■ Things to do
(A) Answer these from the book summary below:
(i) In what year was the book first published?
(ii) In "William Leads a Better Life," whose example are the Outlaws inspired to follow?
(iii) In "William and the Lost Tourist," whom does the American visitor take William to be a descendant of?
(B) Write a continuation of the book summary below, starting after its final line.

■ Selected passage
William the Conqueror is the sixth book in the Just William series by Richmal Crompton. It was first published in 1926. It is a book of short stories, and its name is a pun on William the Conqueror, a famous king of England.

Short stories
Enter the Sweep - William takes possession of a delightful pile of soot – and causes mischief.
A Birthday Treat - The Outlaws stage a "waxworks" show as a birthday treat for Ginger's beautiful aunt. However, there is a mix-up over the venue.
The Leopard Hunter - Mr. Falconer, an old acquaintance of William's father comes to stay and annoys everyone with his incessant boasting. William devises a clever plan to get rid of him. 
William Leads a Better Life - The Outlaws are inspired to follow the example of St. Francis of Assisi, but find this more difficult than they had expected.
William and the Lost Tourist - An American visitor to the village mistakes William for a descendant of William Shakespeare.

■ Information provided

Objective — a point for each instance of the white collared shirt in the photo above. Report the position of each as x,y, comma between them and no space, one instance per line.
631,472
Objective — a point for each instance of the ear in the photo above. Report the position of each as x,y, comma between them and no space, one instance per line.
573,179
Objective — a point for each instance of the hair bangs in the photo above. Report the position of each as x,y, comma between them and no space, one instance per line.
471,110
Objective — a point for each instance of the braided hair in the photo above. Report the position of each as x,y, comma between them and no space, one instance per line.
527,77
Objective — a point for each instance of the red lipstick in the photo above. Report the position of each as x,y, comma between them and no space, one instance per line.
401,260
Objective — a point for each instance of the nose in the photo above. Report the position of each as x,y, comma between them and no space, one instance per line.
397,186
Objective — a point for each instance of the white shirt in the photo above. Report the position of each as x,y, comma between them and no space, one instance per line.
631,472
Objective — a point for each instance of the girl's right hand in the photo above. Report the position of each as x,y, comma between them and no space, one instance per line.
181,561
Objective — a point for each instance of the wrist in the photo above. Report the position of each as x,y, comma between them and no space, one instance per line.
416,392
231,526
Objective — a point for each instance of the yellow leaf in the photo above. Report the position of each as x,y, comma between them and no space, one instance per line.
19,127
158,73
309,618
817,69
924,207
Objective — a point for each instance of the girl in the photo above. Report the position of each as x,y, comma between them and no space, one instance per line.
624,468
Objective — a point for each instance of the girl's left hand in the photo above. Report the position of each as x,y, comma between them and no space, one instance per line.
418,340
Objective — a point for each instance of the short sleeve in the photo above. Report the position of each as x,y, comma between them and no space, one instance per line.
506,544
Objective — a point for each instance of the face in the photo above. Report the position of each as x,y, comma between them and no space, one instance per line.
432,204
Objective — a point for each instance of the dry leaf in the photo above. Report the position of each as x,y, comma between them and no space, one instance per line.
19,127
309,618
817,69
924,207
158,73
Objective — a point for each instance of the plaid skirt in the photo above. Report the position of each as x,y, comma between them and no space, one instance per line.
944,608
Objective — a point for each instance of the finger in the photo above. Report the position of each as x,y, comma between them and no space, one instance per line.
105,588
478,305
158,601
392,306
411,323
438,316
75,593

---

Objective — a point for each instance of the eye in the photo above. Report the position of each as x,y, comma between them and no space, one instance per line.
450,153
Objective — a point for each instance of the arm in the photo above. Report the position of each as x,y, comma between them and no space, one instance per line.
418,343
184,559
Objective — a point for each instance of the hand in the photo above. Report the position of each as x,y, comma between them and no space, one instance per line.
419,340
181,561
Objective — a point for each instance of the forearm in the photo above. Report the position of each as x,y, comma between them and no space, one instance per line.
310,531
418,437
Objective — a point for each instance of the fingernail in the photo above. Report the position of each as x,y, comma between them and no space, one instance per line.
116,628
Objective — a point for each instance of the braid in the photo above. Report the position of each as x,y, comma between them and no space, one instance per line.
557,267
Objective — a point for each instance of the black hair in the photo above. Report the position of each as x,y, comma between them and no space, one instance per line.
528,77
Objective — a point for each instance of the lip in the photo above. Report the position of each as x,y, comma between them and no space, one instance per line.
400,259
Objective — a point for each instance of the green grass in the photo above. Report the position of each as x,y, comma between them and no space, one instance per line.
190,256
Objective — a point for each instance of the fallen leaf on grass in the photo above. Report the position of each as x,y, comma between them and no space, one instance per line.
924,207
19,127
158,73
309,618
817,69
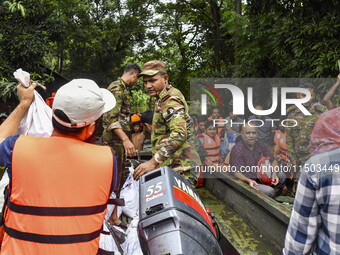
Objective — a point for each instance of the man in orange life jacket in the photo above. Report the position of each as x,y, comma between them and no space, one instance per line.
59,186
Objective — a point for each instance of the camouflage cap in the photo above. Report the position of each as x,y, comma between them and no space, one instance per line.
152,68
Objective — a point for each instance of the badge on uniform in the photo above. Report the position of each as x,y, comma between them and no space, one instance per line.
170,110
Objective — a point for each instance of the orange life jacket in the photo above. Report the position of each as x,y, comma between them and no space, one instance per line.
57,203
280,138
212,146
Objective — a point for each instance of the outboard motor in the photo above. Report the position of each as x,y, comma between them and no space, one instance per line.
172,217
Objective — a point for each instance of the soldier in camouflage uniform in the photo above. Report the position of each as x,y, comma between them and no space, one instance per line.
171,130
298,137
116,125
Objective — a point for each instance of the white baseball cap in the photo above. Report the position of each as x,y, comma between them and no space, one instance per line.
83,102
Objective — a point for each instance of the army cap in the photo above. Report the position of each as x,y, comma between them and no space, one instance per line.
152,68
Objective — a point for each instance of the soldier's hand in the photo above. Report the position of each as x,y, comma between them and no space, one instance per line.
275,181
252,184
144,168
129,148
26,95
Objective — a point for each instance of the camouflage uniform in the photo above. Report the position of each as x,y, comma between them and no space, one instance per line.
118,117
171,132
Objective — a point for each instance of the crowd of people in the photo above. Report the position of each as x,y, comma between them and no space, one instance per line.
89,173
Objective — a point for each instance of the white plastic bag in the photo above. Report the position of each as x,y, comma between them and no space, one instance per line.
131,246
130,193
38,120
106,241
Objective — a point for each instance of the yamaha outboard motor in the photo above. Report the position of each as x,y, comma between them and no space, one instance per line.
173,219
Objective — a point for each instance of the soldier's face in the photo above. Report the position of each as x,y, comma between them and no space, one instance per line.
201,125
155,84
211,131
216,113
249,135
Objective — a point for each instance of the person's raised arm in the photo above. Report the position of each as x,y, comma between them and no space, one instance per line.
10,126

■ Exercise responses
(A)
(i) 1926
(ii) St. Francis of Assisi
(iii) William Shakespeare

(B)
The Midnight Adventure of Miss Montague - William attempts to steal his things that Miss Frame's new tenant, Miss Montague, has confiscated
The Mysterious Stranger - William and his friends believe a newcomer to the village is the villain from a novel they have been reading.
The Sunday-School Treat - William believes he has discovered a conspiracy to murder his sister Ethel.
William the Philanthropist - The Outlaws (with the unsolicited help of Violet Elizabeth) emulate Robin Hood, robbing from the rich and giving to the poor.
William the Bold Crusader - Inspired by the curate's talk on the Crusades, William stages a "crusade" of his own against "heretics" (namely the local nonconformist Sunday-school) and worshippers of "idylls".
The Wrong Party - After the Hubert Lanites ruin William's party, the Outlaws attempt to get their revenge.
William Starts the Holidays - Despite his best intentions, William manages to wreck Robert and Ethel's Christmas party.
Revenge Is Sweet - William's gang finally takes revenge on the Hubert Lanites.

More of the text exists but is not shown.